*Objective*: Extract every line of the listing that contains the string "spray", treating uppercase and lowercase as distinct.

>> START Supplied data

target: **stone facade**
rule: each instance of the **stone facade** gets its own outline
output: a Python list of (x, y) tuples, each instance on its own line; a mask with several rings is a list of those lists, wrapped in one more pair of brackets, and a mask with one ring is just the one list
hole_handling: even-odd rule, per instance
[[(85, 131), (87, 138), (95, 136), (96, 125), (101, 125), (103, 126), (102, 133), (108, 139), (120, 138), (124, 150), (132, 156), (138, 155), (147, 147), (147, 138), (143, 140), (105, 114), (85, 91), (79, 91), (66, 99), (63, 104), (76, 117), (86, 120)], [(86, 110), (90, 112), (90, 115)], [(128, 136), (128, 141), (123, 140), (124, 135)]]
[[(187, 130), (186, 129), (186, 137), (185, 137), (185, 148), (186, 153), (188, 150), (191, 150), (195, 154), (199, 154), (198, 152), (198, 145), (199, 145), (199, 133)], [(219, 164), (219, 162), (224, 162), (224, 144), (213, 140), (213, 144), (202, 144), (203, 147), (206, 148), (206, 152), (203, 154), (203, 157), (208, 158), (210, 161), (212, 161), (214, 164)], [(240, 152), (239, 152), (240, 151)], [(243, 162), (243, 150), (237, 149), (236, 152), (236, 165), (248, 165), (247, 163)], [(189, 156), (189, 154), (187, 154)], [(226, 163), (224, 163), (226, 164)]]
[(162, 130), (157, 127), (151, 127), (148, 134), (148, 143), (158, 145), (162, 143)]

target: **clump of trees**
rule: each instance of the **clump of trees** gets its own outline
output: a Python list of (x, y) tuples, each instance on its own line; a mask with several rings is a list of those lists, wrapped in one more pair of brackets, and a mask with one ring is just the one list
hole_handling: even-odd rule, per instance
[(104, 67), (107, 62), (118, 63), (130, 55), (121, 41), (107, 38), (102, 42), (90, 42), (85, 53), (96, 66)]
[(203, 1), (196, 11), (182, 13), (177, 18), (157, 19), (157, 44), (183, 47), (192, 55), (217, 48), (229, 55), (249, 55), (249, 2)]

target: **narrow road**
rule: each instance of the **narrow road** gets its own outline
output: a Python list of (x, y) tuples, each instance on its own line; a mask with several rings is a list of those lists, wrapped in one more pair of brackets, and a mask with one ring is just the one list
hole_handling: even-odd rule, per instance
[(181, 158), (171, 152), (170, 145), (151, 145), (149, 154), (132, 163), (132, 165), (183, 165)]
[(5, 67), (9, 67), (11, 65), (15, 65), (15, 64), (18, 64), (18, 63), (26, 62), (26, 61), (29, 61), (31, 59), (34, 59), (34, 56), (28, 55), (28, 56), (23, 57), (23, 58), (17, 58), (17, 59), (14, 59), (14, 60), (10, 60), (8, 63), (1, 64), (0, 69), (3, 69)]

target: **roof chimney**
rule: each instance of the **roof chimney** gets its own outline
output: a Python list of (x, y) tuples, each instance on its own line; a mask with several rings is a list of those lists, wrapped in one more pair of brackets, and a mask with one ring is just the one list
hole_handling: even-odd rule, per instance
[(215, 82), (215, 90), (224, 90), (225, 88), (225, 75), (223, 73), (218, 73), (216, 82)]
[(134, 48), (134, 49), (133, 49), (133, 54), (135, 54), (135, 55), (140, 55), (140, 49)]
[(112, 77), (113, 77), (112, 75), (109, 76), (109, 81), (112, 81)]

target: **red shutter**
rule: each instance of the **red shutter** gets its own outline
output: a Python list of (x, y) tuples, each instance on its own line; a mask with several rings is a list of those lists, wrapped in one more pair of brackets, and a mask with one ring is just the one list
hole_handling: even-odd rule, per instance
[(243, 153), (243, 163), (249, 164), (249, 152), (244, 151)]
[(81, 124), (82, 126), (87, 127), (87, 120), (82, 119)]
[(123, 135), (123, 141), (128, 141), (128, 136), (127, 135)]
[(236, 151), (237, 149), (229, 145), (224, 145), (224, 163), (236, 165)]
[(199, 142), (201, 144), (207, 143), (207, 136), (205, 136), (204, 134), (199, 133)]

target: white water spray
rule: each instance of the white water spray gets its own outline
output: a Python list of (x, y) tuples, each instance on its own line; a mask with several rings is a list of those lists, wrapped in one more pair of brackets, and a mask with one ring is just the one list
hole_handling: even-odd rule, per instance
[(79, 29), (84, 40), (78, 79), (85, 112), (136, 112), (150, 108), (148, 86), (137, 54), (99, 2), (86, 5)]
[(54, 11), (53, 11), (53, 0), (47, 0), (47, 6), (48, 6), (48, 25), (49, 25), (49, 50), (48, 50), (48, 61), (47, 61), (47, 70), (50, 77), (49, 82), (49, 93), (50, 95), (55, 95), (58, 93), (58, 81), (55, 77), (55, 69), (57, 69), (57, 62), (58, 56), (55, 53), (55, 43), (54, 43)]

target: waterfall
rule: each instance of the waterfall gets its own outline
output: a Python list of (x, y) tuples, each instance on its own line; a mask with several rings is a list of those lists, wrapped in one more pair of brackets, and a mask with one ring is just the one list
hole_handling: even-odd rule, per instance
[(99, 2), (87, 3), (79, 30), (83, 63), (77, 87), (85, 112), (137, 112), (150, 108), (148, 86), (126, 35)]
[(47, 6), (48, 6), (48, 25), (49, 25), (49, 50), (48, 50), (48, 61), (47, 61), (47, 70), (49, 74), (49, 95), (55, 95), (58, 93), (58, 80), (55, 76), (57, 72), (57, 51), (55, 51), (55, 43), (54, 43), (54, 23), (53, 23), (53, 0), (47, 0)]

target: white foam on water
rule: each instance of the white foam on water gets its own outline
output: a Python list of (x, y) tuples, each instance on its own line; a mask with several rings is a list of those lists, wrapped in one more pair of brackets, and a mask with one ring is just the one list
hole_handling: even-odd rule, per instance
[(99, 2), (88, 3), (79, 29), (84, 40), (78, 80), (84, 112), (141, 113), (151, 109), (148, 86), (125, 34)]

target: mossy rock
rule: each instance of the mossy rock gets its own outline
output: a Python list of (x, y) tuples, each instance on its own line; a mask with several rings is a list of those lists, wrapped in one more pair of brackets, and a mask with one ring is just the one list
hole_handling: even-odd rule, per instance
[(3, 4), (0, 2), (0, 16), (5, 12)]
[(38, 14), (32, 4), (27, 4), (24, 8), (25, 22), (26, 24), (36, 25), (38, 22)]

>> END Supplied data

*Finished answer*:
target: white water spray
rule: each instance of the white water spray gets its own outline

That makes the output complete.